> **Directions**: Every line below must be given again exactly.

-----

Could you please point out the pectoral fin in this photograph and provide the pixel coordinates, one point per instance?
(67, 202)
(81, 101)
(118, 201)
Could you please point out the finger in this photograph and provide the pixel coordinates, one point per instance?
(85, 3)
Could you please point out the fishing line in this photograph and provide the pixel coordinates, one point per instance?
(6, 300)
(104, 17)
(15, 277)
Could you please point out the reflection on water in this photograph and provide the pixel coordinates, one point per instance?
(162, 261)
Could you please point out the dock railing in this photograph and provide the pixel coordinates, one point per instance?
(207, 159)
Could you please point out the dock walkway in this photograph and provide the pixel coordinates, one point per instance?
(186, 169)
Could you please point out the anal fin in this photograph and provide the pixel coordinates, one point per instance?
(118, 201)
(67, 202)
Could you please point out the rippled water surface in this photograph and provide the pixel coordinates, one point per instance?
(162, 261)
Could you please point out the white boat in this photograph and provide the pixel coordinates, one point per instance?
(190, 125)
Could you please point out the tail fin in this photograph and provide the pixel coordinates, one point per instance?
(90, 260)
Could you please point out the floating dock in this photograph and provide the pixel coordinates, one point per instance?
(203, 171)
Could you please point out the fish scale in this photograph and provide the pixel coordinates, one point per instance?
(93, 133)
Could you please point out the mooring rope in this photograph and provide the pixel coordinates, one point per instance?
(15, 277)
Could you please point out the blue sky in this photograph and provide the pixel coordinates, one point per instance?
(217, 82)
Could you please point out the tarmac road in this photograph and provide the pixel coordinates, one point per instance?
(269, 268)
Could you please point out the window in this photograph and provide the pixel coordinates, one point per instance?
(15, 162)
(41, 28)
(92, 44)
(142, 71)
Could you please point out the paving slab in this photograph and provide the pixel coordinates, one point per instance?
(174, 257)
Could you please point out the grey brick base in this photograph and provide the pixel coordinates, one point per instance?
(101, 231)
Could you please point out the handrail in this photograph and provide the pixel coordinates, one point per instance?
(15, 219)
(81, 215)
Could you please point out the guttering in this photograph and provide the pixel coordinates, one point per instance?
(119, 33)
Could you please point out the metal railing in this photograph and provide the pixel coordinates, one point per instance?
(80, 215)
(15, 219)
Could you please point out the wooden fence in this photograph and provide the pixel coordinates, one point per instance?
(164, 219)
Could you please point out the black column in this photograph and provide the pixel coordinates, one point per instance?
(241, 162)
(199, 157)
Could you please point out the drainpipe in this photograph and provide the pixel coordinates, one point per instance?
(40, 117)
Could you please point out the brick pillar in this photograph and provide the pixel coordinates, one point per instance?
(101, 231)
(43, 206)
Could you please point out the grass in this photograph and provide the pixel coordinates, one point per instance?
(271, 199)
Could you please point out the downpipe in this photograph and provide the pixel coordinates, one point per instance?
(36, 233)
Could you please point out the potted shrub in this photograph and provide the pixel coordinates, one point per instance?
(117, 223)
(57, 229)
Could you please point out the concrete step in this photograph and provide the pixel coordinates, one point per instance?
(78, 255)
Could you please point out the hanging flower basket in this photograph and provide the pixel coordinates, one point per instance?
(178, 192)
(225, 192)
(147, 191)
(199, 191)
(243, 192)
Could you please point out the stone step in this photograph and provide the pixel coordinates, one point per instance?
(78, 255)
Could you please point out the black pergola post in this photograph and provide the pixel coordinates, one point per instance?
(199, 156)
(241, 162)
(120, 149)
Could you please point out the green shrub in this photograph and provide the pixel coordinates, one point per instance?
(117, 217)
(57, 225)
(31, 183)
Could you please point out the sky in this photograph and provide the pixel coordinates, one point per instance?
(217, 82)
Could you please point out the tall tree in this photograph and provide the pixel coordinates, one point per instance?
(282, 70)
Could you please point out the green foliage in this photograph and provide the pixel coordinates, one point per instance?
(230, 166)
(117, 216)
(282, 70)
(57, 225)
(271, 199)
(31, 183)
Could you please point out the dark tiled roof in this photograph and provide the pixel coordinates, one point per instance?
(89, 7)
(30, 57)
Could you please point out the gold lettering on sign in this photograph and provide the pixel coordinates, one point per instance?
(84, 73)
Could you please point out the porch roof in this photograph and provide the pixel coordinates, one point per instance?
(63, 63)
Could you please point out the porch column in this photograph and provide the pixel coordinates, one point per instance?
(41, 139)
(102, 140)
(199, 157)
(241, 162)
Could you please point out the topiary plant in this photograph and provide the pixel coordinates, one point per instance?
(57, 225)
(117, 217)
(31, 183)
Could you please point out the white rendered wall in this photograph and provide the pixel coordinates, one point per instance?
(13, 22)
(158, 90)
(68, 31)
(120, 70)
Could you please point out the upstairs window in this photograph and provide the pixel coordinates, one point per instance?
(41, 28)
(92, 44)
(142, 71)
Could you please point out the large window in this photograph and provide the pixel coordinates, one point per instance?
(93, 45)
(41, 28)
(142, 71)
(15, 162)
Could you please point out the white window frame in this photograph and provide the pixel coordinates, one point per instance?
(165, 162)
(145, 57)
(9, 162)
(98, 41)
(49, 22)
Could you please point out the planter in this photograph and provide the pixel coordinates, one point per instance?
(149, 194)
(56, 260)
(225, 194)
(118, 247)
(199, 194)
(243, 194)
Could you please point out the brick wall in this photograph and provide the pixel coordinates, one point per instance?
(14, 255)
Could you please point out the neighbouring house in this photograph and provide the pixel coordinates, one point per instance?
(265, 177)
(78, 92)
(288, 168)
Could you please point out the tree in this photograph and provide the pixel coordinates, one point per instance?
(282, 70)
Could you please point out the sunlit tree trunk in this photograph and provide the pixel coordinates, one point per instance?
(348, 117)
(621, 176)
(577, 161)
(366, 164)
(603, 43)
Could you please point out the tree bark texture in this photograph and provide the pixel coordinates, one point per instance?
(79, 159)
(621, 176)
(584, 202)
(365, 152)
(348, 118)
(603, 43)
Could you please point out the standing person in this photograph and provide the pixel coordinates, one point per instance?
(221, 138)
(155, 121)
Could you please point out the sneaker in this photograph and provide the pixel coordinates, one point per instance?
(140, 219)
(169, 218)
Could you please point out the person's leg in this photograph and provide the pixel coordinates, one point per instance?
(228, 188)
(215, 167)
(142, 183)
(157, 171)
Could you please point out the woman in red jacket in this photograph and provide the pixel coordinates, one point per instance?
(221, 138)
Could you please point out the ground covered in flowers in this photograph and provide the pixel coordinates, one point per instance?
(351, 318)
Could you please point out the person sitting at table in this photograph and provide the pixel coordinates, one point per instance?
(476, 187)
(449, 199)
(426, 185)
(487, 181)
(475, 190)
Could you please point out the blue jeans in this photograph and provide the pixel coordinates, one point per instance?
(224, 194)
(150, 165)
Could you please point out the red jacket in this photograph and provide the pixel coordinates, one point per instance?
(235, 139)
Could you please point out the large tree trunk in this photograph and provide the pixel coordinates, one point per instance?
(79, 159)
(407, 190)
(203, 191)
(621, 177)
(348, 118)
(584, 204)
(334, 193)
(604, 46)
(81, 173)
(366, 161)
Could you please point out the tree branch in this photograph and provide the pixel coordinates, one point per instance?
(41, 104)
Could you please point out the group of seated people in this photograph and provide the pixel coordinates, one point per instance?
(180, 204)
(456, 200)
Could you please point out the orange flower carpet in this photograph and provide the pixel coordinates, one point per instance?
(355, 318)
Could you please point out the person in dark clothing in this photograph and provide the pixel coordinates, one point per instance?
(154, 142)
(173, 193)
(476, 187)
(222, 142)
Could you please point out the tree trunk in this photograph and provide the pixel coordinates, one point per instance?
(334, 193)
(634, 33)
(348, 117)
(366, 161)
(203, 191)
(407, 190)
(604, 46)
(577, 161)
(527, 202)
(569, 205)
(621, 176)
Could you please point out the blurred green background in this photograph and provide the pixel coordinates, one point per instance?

-----

> **Answer below**:
Could you please point out the pectoral fin in this photograph and provide the pixel coordinates, one point per instance?
(67, 202)
(81, 101)
(118, 201)
Could you please point out the finger in this photograph and provide the pixel coordinates, one point per instance?
(85, 3)
Could you please point out the fishing line in this photograph and provide the pixel coordinates, one point per instance?
(6, 300)
(104, 17)
(15, 277)
Could you please point out the reflection on water in this photograph and provide the pixel coordinates, one point per instance?
(162, 261)
Could you please point out the dock railing in this photograph and provide the pixel coordinates, one point per instance?
(207, 159)
Could you please point out the dock walkway in this photograph and provide the pixel coordinates, one point per instance?
(186, 169)
Could you please point out the anal fin in this photograph and provide the pixel coordinates, one point per instance?
(118, 201)
(67, 202)
Could you please point out the rippled water surface in this photograph and provide the pixel coordinates, one point per instance?
(162, 261)
Could you please point out the white boat in this photograph and provide the pixel coordinates, one point per instance?
(190, 125)
Could you please point out the tail fin in this photograph and provide the pixel coordinates, one point per instance?
(90, 260)
Could you please point out the floating dock in this photograph and provide the pixel coordinates, one point per instance?
(203, 171)
Could you please point out the fish scale in this photograph and provide the pixel coordinates, one point per instance?
(93, 133)
Could you please point out the mooring rope in this photograph and provide the pixel coordinates, one point per instance?
(15, 277)
Could you please point out the blue sky in this photograph and provide the pixel coordinates, one point per instance?
(217, 82)
Could you please point out the tarmac road in this photograph and provide the pixel coordinates, one point per instance?
(269, 268)
Could you please point out the window in this photograph and provide the pixel coordinates, one point per instance?
(15, 162)
(41, 28)
(92, 44)
(142, 71)
Could you please point out the paving slab in this photograph and provide the pixel coordinates, one point per instance?
(174, 257)
Could you please point out the grey brick base in this photograph and provide the pixel coordinates, one point per instance?
(101, 231)
Could you please point out the handrail in this photograph and provide the pixel coordinates, one point per instance?
(15, 219)
(81, 215)
Could you please point out the guttering in this photograph and provide the pixel coordinates, one point per instance?
(119, 33)
Could you please point out the metal railing in this photograph and provide the pixel coordinates, one point per instance?
(80, 215)
(15, 219)
Could you please point out the wooden fence in this photograph and provide the pixel coordinates, one point per instance?
(164, 219)
Could you please point out the black column in this photograph and provide the pixel coordinates, one point per instance?
(241, 162)
(199, 157)
Could you please point out the drainpipe in this photograph and provide the pixel coordinates, one point per instance?
(40, 117)
Could you please point out the brick pillar in this photograph and provide the pixel coordinates, one point per instance?
(101, 231)
(43, 206)
Could you please point out the grass in this photograph and provide the pixel coordinates, one point per instance?
(271, 199)
Could you please point out the downpipe in this photograph and provide the pixel coordinates, one point per instance?
(36, 233)
Could you please point out the potted shrub in this photograph and provide the pixel coordinates, one point per instance?
(117, 223)
(57, 229)
Could you please point out the concrete step in this photograph and provide the pixel coordinates, one point per instance?
(78, 255)
Could you please point out the hanging flower basket in this photograph and provide the pixel coordinates, one point per instance?
(178, 192)
(225, 192)
(147, 191)
(199, 191)
(243, 192)
Could you please point out the stone step in this photograph and provide the pixel coordinates, one point per instance?
(78, 255)
Could you please point out the black pergola post in this photograph and provide the pixel coordinates, one point per instance?
(199, 156)
(241, 162)
(120, 149)
Could you please point out the green shrub in this photograph and provide the pixel coordinates, one point per instance?
(117, 217)
(57, 225)
(31, 183)
Could you please point out the sky in this photograph and provide the pixel coordinates, one point per instance?
(217, 82)
Could you please point out the tall tree in this photograph and provide the pixel coordinates, one point per instance?
(282, 70)
Could you please point out the green foliage in this photograph and provide the pixel coordinates, one point per instance?
(230, 166)
(117, 216)
(282, 70)
(57, 225)
(271, 199)
(31, 183)
Could you please point out the dark tiled roof in this photograph and provide the pixel coordinates, one point per instance?
(89, 7)
(30, 57)
Could you please point out the gold lettering on sign in this photograph and provide the pixel coordinates, one point per instance?
(84, 73)
Could you please point out the porch roof in this photograph and provide the pixel coordinates, one point per instance?
(63, 63)
Could you please point out the porch column in this photograph and provide the pixel coordinates, one point per instance?
(41, 139)
(102, 140)
(199, 157)
(241, 162)
Could you please point out the topiary plant in this photograph and provide the pixel coordinates, one point per instance?
(57, 225)
(117, 217)
(31, 183)
Could you please point out the white rendered wall in this photograph and provide the pixel coordinates, one point per instance?
(13, 22)
(158, 90)
(68, 31)
(120, 70)
Could you please point out the upstairs window in this photograph and provide the pixel coordinates, one point per instance?
(41, 28)
(92, 44)
(142, 71)
Could you please point out the large window in this photograph and provide the pixel coordinates, one point per instance?
(93, 45)
(41, 28)
(142, 71)
(15, 162)
Could you please point out the white window frame in this photograph and provide the pixel coordinates, one point per instance?
(165, 162)
(145, 57)
(9, 162)
(98, 41)
(49, 22)
Could you please point out the planter in this photograph and provide the pixel coordinates, one point per instance?
(149, 194)
(56, 260)
(225, 194)
(118, 247)
(199, 194)
(243, 194)
Could you please point out the brick wall in this photograph and provide the pixel coordinates, one point per instance?
(14, 255)
Could you please point out the neighbouring house in this photograph and provide the pixel coordinates, one point per instance?
(265, 177)
(78, 92)
(288, 168)
Could you please point out the tree in this photograph and provide the pixel coordinates, one point per instance?
(282, 70)
Could you please point out the sunlit tree trunk in this photograph and provide the pixel coordinates, one point per instance?
(348, 117)
(621, 176)
(577, 161)
(366, 164)
(603, 43)
Could you please point out the tree bark texture in this photograph and provide the pixel coordinates, one point per instance?
(79, 159)
(621, 176)
(584, 202)
(365, 152)
(348, 118)
(603, 43)
Could you please point out the standing person in this photograph and provide the pixel coordinates, one point per instance?
(221, 138)
(155, 121)
Could you please point out the sneaker in this photograph and provide the pixel coordinates, one point per instance?
(140, 219)
(169, 218)
Could you please point out the person's leg in this photograph and provide the pixel coordinates, one point per instance?
(228, 188)
(215, 167)
(142, 183)
(157, 171)
Could you please point out the woman in red jacket in this photograph and provide the pixel coordinates, one point per instance?
(221, 138)
Could you please point out the ground covered in flowers in this photograph and provide the pixel coordinates, one point per instance?
(351, 318)
Could you please point out the person sitting at table in this photograph and provide the pixel coordinates, one point per instance?
(476, 187)
(449, 199)
(426, 185)
(487, 181)
(475, 190)
Could you please point out the blue jeans in this photograph and provide the pixel coordinates, one point per instance?
(224, 194)
(150, 165)
Could you please point out the red jacket in this photograph and provide the pixel coordinates, one point per instance?
(235, 139)
Could you please point out the large tree trunk in this photograph and provide the pixel coordinates, one point per instance?
(79, 159)
(407, 190)
(203, 191)
(621, 177)
(348, 118)
(584, 204)
(334, 193)
(604, 46)
(81, 173)
(366, 161)
Could you please point out the tree branch in this photograph and provide the pixel coordinates, one point per instance?
(41, 104)
Could you please point out the group of seated people in this photograph and provide the pixel coordinates, one point per instance?
(180, 204)
(456, 200)
Could you please point out the orange flower carpet in this photograph and provide the pixel coordinates, one point per instance?
(355, 318)
Could you please point out the person in dark clothing in this photograph and provide the pixel coordinates, one point per instance?
(154, 142)
(173, 193)
(476, 187)
(222, 142)
Could you please point out the tree trunk in this photograph and provide the pixel coordinates, one point per instance?
(334, 193)
(634, 33)
(348, 117)
(366, 161)
(203, 191)
(407, 190)
(604, 46)
(577, 161)
(527, 202)
(569, 205)
(621, 176)
Could you please point out the blurred green background in this photograph and provide the pixel coordinates, one point per instance?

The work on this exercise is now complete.